● SOURCE INFORMATION
──────────

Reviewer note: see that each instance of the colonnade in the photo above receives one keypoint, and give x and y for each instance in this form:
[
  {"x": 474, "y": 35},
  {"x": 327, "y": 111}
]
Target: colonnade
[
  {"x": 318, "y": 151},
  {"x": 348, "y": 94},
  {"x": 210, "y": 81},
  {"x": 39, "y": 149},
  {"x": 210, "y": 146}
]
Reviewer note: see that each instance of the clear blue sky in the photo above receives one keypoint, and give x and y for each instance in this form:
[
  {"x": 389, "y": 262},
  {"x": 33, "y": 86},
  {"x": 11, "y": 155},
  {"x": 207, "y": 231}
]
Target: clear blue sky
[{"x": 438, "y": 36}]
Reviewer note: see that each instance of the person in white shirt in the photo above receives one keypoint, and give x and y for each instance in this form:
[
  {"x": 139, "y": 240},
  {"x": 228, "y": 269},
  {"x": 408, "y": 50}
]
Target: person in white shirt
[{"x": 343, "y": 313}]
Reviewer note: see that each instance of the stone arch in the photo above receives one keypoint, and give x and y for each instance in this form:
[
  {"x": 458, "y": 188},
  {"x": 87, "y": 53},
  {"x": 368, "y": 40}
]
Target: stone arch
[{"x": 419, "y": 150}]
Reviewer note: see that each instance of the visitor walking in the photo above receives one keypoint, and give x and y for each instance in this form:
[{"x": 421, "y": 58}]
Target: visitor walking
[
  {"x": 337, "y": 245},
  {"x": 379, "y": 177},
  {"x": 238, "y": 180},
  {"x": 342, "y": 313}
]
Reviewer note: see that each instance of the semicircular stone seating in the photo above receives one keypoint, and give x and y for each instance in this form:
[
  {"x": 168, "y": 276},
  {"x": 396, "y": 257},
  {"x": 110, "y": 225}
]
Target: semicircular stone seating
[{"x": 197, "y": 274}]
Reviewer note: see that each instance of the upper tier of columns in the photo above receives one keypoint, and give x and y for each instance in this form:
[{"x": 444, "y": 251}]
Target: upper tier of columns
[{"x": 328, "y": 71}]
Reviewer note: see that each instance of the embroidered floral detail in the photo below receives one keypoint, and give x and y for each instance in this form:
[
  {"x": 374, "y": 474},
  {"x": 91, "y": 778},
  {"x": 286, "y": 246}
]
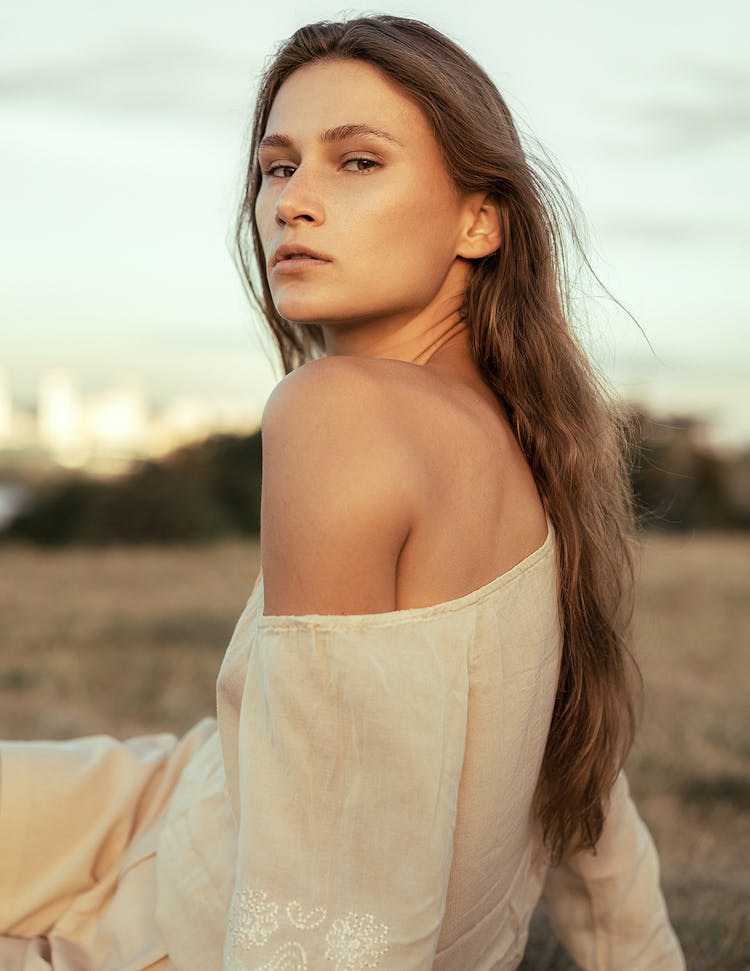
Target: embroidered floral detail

──────────

● TASK BRIEF
For every line of the records with the string "that", add one to a tally; give the final tally alone.

● ANSWER TO THIS EXERCISE
8